== Task details ==
Transcribe the entries, keeping every character the same.

(Records supplied Opens)

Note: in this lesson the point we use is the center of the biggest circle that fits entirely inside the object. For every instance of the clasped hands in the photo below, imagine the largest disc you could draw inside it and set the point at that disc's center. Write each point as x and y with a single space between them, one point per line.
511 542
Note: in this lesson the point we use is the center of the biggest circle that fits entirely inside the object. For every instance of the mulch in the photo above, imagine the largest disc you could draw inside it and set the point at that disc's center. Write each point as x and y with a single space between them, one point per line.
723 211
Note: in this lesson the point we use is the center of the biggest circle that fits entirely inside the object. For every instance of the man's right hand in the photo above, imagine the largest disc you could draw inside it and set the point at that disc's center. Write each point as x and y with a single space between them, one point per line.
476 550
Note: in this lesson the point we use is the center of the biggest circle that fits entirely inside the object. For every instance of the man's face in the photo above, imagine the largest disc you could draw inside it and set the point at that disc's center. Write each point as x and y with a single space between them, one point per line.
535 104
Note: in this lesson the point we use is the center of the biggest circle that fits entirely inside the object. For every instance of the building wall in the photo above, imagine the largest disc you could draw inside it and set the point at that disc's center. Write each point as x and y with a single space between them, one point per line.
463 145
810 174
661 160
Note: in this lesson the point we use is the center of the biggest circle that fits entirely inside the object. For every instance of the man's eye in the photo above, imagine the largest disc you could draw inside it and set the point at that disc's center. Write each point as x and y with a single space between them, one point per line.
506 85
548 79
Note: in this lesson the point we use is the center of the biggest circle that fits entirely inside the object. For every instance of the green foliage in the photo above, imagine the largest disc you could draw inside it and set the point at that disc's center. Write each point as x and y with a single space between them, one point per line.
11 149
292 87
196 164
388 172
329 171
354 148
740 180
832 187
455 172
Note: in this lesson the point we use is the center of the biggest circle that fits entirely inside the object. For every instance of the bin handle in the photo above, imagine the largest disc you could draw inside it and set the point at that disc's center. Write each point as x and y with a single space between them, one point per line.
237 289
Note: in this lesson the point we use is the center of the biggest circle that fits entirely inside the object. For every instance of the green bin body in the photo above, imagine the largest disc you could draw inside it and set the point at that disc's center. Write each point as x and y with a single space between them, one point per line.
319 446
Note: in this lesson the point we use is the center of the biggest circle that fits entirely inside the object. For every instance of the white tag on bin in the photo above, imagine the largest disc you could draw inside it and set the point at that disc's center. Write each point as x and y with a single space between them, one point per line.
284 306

(Records supplied Closes)

== Answer to this task ==
Note: in this lesson the point we use is the center of the biggest circle that fits entirely inside the object. For every instance of the clasped hands in the photo below, imagine the largest disc you could draw inside it and set the point at that disc's center. Write each point as x and y with a single space between them, one point per line.
511 542
Note: in this lesson the point we use is the center of the biggest circle that fits entirely inside the object. For every instance of the mulch in the photo above, imagine the largest disc you could draw inside it and set the point at that disc's center. Write each point as x and y with a single space between them, one point per line.
723 211
Note: in this lesson the point we use is the center of the biggest circle that fits entirely inside the object. For every instance of the man's right hand in the photo above, imagine the largest disc you could draw inside it and set the point at that disc's center. Write each point as x and y with a single space between them, one point per line.
476 550
Note: in this lesson the point we use is the center of the biggest circle that fits entirely inside the object. For every instance of the man's face in the photo above, imagine the largest disc you could draw inside it and set the point at that disc's center. Write each point as x and y with a single space between them, one point per line.
535 104
Note: in this lesson the point we use is the center of the biggest circle that fits entirely inside the object. For every instance of the building wall in the photo above, imagine the largest disc you could draw inside it and set the point at that disc's center. Write each point as x and y with a single space between them, one point per line.
463 145
810 174
661 160
Note: in this lesson the point we use is the center of the biggest circle that fits entirely inside the object. For every instance of the man's eye in the photo above, imagine the largest disc you could draw inside it and set the point at that disc's center. Write each point as x and y with a single space between them, one point per line.
506 85
548 79
Note: in this lesson the point we use is the center of the biggest circle that fits entirely inside the object. For every instance of the green foliage in the photo above, imagine the largest disc you could draw inside it and set the point at that disc's center. Write each point as x and y with a single space between them, one point per line.
11 149
292 87
196 164
388 172
329 171
354 148
740 180
832 187
455 172
Note: in this lesson the point we use is the center of the biggest circle that fits entirely inside the object. For every instance of the bin handle in the photo above, imagine the largest disc you could draw inside it and set the point at that disc's center. Write each point as x and y with a single space between them, one point per line.
237 289
Note: in this lesson the point we use is the center of the biggest circle that fits entirely inside the object. For every instance of the green bin body in the photo above, imagine the largest disc you could draw inside it and set the point at that disc's center. Write each point as x and y with a single space between them, one point per line.
319 446
Note: in this lesson the point we use is the center of the biggest circle that fits entirely inside the object. For every instance of the white tag on bin in the photo above, imagine the largest disc you could draw inside it and set the point at that disc's center. Write each point as x and y with a single space between them, one point per line.
284 306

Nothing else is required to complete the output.